Give back every line of the material below exactly, but no images.
========
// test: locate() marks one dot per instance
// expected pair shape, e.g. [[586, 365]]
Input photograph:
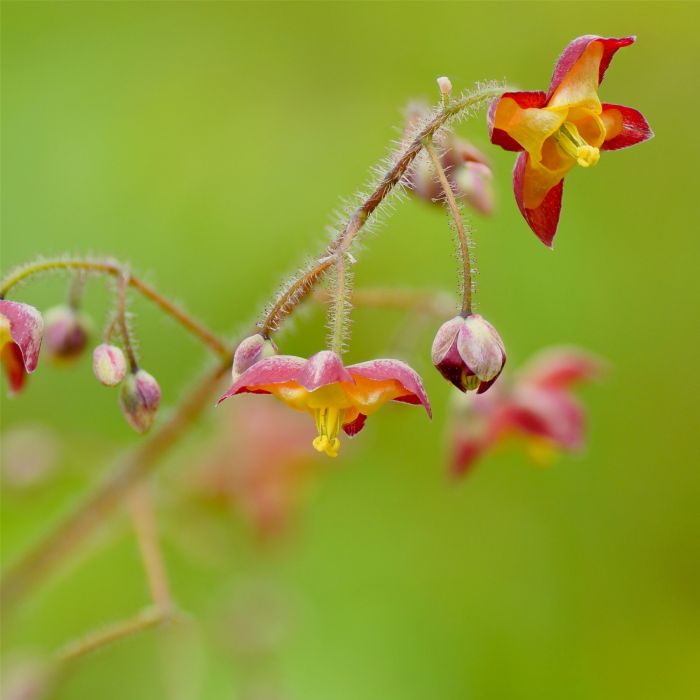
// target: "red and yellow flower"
[[21, 332], [337, 397], [564, 127]]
========
RESPONSE TO THIS TASK =
// test: locate() marks one dot per instance
// expected pair shape, e.g. [[586, 365]]
Input photograph:
// target: "red and yellow flower"
[[21, 332], [337, 397], [564, 127]]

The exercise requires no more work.